Stored data:
____
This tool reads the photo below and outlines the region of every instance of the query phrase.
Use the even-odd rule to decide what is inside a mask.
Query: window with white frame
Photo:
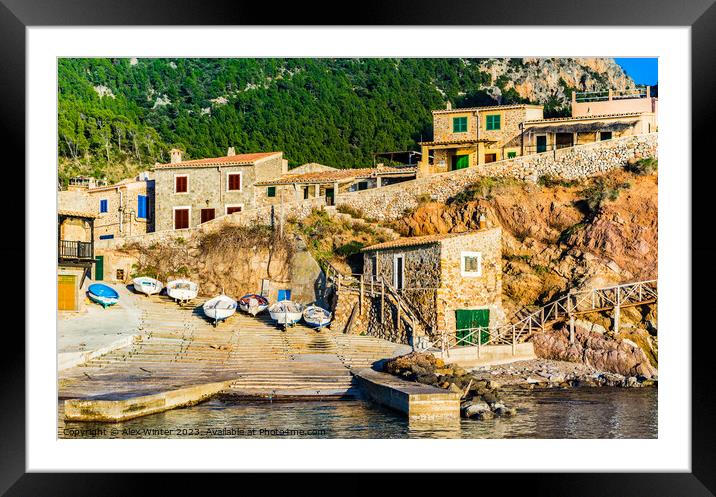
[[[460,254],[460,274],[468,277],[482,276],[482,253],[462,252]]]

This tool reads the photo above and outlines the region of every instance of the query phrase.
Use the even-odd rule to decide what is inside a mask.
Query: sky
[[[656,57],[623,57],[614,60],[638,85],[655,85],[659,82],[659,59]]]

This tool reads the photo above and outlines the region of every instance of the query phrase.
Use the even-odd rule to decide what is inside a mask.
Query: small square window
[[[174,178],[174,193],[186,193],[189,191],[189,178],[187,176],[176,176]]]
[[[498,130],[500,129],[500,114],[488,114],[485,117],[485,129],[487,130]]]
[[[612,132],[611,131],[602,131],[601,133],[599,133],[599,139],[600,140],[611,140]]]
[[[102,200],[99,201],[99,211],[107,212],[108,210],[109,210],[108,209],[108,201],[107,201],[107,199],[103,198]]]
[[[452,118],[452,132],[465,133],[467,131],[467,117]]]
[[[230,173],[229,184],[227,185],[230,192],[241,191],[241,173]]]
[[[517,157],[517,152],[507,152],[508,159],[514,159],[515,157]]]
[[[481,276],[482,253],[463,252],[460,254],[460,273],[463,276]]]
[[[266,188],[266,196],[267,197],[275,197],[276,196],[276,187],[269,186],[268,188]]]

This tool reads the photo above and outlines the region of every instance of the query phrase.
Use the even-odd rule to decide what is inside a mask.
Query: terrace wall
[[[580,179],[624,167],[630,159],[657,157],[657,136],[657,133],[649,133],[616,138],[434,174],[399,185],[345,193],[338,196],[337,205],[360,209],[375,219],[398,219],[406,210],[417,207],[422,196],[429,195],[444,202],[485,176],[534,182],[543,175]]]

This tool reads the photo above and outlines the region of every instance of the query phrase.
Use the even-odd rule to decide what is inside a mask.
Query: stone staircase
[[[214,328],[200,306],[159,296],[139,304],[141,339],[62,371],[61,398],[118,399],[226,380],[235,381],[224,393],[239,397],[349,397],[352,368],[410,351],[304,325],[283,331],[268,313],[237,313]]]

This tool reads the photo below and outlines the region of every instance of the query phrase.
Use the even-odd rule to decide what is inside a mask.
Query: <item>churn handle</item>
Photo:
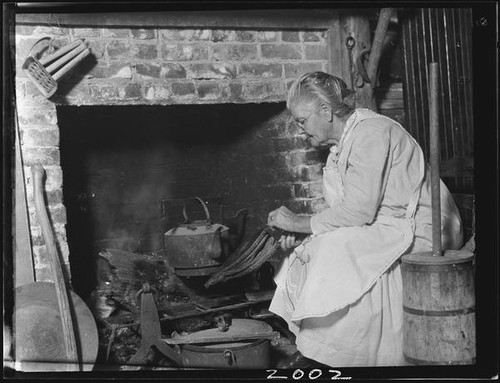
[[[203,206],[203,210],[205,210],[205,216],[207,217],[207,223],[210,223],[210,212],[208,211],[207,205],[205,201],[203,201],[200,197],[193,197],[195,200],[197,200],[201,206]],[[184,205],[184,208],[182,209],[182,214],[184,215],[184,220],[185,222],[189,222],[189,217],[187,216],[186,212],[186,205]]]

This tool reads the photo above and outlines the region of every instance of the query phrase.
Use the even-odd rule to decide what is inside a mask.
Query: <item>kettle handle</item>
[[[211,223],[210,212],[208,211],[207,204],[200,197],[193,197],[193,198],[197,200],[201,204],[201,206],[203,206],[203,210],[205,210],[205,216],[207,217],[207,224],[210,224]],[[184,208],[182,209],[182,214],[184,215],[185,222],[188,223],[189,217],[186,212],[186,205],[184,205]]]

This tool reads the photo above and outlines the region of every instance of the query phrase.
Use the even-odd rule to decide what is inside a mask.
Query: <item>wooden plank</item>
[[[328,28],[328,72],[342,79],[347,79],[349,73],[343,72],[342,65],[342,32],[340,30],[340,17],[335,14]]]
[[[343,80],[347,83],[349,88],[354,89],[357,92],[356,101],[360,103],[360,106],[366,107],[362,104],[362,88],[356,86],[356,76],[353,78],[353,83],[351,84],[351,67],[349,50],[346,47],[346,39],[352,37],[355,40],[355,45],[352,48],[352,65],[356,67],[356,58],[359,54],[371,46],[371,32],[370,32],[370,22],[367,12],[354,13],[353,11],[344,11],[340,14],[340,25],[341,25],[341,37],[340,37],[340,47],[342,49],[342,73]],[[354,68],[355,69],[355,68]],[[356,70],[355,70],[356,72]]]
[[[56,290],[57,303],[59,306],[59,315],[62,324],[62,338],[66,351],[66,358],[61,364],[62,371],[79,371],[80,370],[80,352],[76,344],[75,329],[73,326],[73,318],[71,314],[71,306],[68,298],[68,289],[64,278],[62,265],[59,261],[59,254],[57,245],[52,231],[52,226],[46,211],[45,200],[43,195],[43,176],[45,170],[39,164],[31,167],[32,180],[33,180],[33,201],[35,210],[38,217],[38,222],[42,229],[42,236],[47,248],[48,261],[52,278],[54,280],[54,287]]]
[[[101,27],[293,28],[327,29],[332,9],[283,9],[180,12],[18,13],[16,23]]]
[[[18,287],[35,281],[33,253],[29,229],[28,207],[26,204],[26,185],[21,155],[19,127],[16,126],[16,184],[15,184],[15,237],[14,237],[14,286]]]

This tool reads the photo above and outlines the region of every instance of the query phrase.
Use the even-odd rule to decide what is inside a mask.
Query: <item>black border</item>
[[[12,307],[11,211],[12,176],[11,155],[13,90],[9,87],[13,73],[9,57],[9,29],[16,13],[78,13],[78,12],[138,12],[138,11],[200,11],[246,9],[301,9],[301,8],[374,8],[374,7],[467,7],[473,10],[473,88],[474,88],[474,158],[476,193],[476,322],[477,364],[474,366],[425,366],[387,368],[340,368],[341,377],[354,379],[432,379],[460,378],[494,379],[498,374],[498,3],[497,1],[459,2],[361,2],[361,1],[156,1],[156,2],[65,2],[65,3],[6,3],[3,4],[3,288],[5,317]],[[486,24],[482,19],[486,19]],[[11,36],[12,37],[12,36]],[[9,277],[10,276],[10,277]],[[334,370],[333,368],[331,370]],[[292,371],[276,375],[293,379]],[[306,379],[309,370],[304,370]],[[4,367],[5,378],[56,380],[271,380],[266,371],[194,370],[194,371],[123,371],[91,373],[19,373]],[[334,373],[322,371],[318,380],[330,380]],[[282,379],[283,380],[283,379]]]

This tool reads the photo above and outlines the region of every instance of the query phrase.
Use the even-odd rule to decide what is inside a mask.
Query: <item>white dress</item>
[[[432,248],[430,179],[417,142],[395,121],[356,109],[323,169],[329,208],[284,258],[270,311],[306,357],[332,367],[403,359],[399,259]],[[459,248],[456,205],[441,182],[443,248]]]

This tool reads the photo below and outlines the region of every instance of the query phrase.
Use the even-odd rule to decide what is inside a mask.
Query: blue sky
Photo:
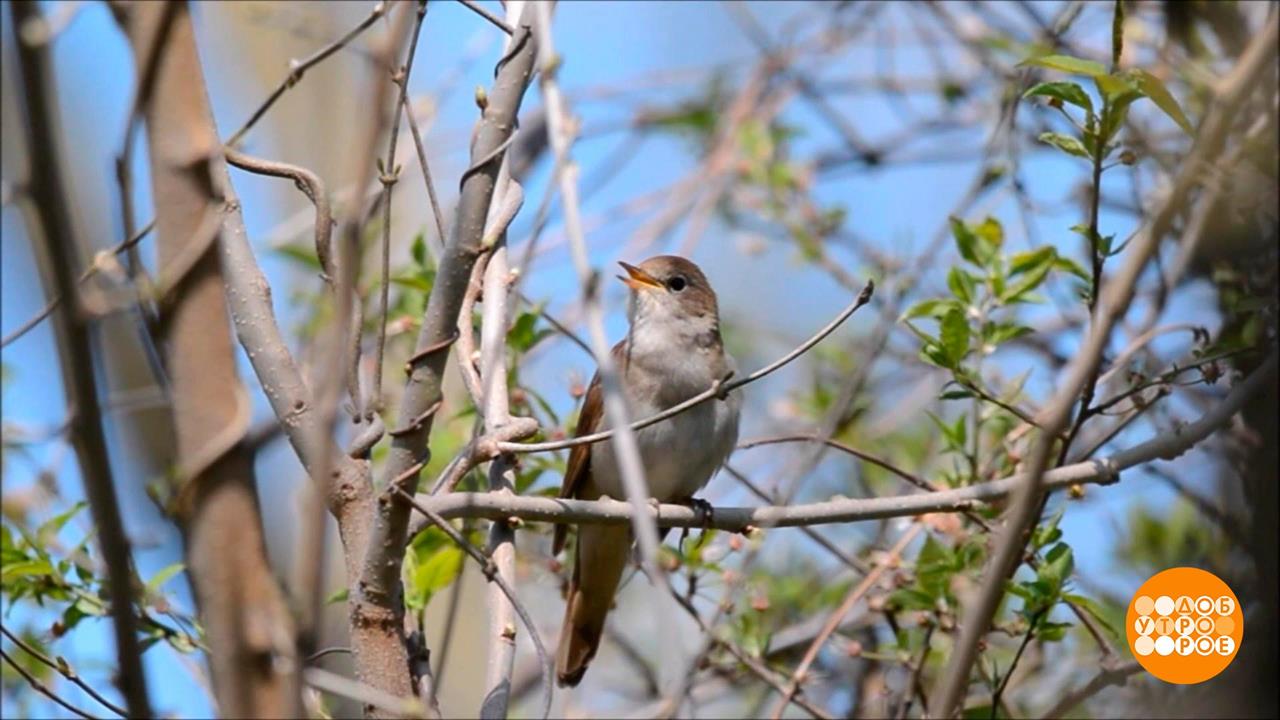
____
About this exercise
Could you repeat every entry above exactly, with each picture omitted?

Your solution
This tool reads the photo below and outlines the region of every instance of the query phrase.
Use the even-odd rule to decide what is inside a mask.
Query: window with white frame
Photo:
[[[460,254],[460,274],[468,277],[482,276],[482,253],[462,252]]]

This tool reads the photo above and outlines the region of every instance of the query phrase.
Use the even-odd rule to decide what is inside a mask.
Query: sky
[[[656,57],[623,57],[614,60],[638,85],[655,85],[659,82],[659,59]]]

This tool reads the photo above and outlines the region of every instance of the query phrase.
Use the even-odd rule to decide what is inside a mask.
Query: small square window
[[[174,178],[174,193],[186,193],[189,191],[189,178],[187,176],[176,176]]]
[[[498,130],[500,129],[500,114],[488,114],[485,117],[485,129],[487,130]]]
[[[612,132],[611,131],[602,131],[601,133],[599,133],[599,139],[600,140],[611,140]]]
[[[102,200],[99,201],[99,211],[107,212],[108,210],[109,210],[108,209],[108,201],[107,201],[107,199],[103,198]]]
[[[452,118],[452,132],[465,133],[467,131],[467,117]]]
[[[230,173],[229,184],[227,185],[230,192],[241,191],[241,173]]]
[[[517,157],[517,152],[507,152],[508,159],[514,159],[515,157]]]
[[[481,276],[482,253],[463,252],[460,254],[460,273],[463,276]]]
[[[266,188],[266,196],[267,197],[275,197],[276,196],[276,187],[269,186],[268,188]]]

This tool reads the photo above and outlines the region of every instance of the query phrase.
Use the even-odd rule to decide what is inside a mask.
Query: terrace wall
[[[580,179],[624,167],[630,159],[657,157],[657,136],[657,133],[649,133],[616,138],[434,174],[399,185],[345,193],[338,196],[337,205],[360,209],[375,219],[398,219],[406,210],[417,207],[422,196],[429,195],[444,202],[485,176],[534,182],[543,175]]]

This tool reads the photo above and outlines the region of every instance of the query phrase.
Use the even-odd rule to decide what is inside a mask.
Query: stone staircase
[[[214,328],[200,306],[159,296],[139,304],[141,339],[62,371],[61,398],[118,399],[226,380],[235,381],[224,393],[239,397],[349,397],[352,368],[410,351],[304,325],[283,331],[268,313],[237,313]]]

This tool reads the photo below and outlines the region of every instance of the query phrase.
Use the even-odd rule to decide what is inside a mask.
Query: <item>churn handle</item>
Photo:
[[[203,206],[203,210],[205,210],[205,216],[207,217],[207,223],[210,223],[210,212],[208,211],[207,205],[205,201],[203,201],[200,197],[193,197],[195,200],[197,200],[201,206]],[[184,205],[184,208],[182,209],[182,214],[184,215],[184,220],[185,222],[189,222],[189,217],[187,216],[186,212],[186,205]]]

This tool reads the photo above and outlines the region of every instance of the query phrase.
Use the even-odd rule to decide what is inside a mask.
Query: <item>kettle handle</item>
[[[211,223],[210,212],[208,211],[207,204],[200,197],[193,197],[193,198],[197,200],[201,204],[201,206],[203,206],[203,210],[205,210],[205,216],[207,217],[207,224],[210,224]],[[184,208],[182,209],[182,214],[184,215],[185,222],[188,223],[189,217],[186,212],[186,205],[184,205]]]

This tool reads the photo above and outlines the region of every instance of the query phrase.
Use the even-odd rule to decide what is inside a mask.
Query: <item>wooden plank</item>
[[[328,28],[328,72],[342,79],[347,79],[349,73],[343,72],[342,65],[342,32],[340,30],[340,17],[335,14]]]
[[[343,80],[347,83],[349,88],[354,89],[357,92],[356,101],[360,103],[360,106],[366,107],[362,104],[362,88],[356,86],[356,76],[353,78],[353,83],[351,84],[351,67],[349,50],[346,47],[346,39],[352,37],[355,40],[355,45],[352,48],[352,65],[356,67],[356,58],[359,54],[371,46],[371,32],[370,32],[370,22],[367,12],[354,13],[353,11],[344,11],[340,14],[340,25],[341,25],[341,37],[340,37],[340,47],[342,49],[342,73]],[[354,68],[355,69],[355,68]],[[356,70],[355,70],[356,72]]]
[[[56,290],[57,303],[59,306],[59,315],[62,324],[62,338],[66,351],[66,358],[61,364],[62,371],[79,371],[80,370],[80,352],[76,344],[75,329],[73,326],[73,318],[71,314],[71,306],[68,298],[68,289],[64,278],[62,265],[59,261],[59,254],[57,245],[52,231],[52,226],[46,211],[45,200],[43,195],[43,176],[45,170],[39,164],[31,167],[32,180],[33,180],[33,201],[35,210],[38,217],[38,222],[42,229],[42,236],[47,248],[48,261],[52,278],[54,280],[54,287]]]
[[[101,27],[293,28],[327,29],[332,9],[283,9],[180,12],[18,13],[16,23]]]
[[[18,287],[35,281],[33,253],[29,229],[28,207],[26,204],[26,185],[21,155],[19,127],[16,126],[16,184],[15,184],[15,237],[14,237],[14,286]]]

This tool reads the photo above and outlines the region of every instance of the query phrase.
Use the even-odd rule to decide what is inside a mask.
Query: <item>black border</item>
[[[12,307],[11,211],[12,176],[11,155],[13,90],[9,87],[13,73],[9,57],[9,29],[16,13],[78,13],[78,12],[138,12],[138,11],[200,11],[246,9],[301,9],[301,8],[374,8],[374,7],[467,7],[473,10],[473,88],[474,88],[474,158],[476,193],[476,322],[477,364],[474,366],[425,366],[387,368],[340,368],[341,377],[354,379],[432,379],[460,378],[494,379],[498,374],[498,3],[497,1],[459,2],[361,2],[361,1],[156,1],[156,2],[65,2],[65,3],[6,3],[3,4],[3,288],[5,317]],[[486,24],[482,19],[486,19]],[[11,36],[12,37],[12,36]],[[9,277],[10,276],[10,277]],[[334,370],[333,368],[331,370]],[[292,371],[276,375],[293,379]],[[306,379],[309,370],[304,370]],[[4,367],[5,378],[56,380],[271,380],[266,371],[194,370],[194,371],[123,371],[91,373],[19,373]],[[334,373],[322,371],[318,380],[330,380]],[[282,379],[283,380],[283,379]]]

This tool reads the photo above and outlines the region of every instance of the query phrase.
Use the even-odd rule to decide what is inside a mask.
Query: <item>white dress</item>
[[[432,248],[430,179],[417,142],[395,121],[356,109],[323,169],[329,208],[284,258],[270,311],[306,357],[332,367],[403,359],[399,259]],[[459,248],[456,205],[441,182],[443,248]]]

This tool reads the photo below and outlines the region of every instance of the query phrase.
Use the even-odd rule to decide what is inside a mask.
Query: blue sky
Photo:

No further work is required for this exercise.